Render every line below as a JSON list of strings, one string per line, omitting blank lines and leaving the pictures out of the answer.

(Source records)
--- --- ---
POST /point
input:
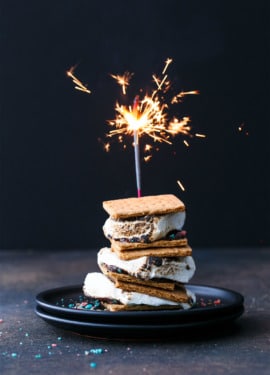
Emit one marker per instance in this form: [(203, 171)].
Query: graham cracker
[(179, 294), (157, 283), (152, 251), (119, 245), (148, 205)]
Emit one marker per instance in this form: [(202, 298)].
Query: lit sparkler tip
[(78, 84)]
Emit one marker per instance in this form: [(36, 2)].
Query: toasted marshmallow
[(179, 269), (144, 228), (97, 285)]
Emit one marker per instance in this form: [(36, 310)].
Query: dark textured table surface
[(29, 345)]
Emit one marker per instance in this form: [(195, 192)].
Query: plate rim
[(118, 331), (99, 315)]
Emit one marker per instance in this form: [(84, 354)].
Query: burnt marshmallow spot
[(155, 261)]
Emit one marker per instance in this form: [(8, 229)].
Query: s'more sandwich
[(149, 261)]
--- --- ---
## Correct answer
[
  "POST /point",
  "input:",
  "Emit one marker per instance in this form: [(203, 171)].",
  "Query: graham cracker",
  "[(179, 294), (157, 283), (152, 251), (119, 245), (148, 205)]",
  "Emit one marker per instance in this form: [(202, 298)].",
  "Query: lit sparkler tip",
  "[(78, 84)]",
  "Emit one marker per instance in this form: [(36, 2)].",
  "Query: toasted marshmallow",
  "[(179, 269), (144, 228), (97, 285)]",
  "Emit one marker per instance in this form: [(36, 310)].",
  "Query: dark textured table surface",
  "[(29, 345)]",
  "Emit one marker per instance in this form: [(195, 192)].",
  "Query: plate rim",
  "[(118, 331), (99, 315)]",
  "Emit one marker per instance in this form: [(84, 354)].",
  "Query: burnt marshmallow spot",
  "[(155, 261)]",
  "Emit one marker per instance in this form: [(8, 229)].",
  "Query: s'more sandwich",
  "[(149, 261)]"
]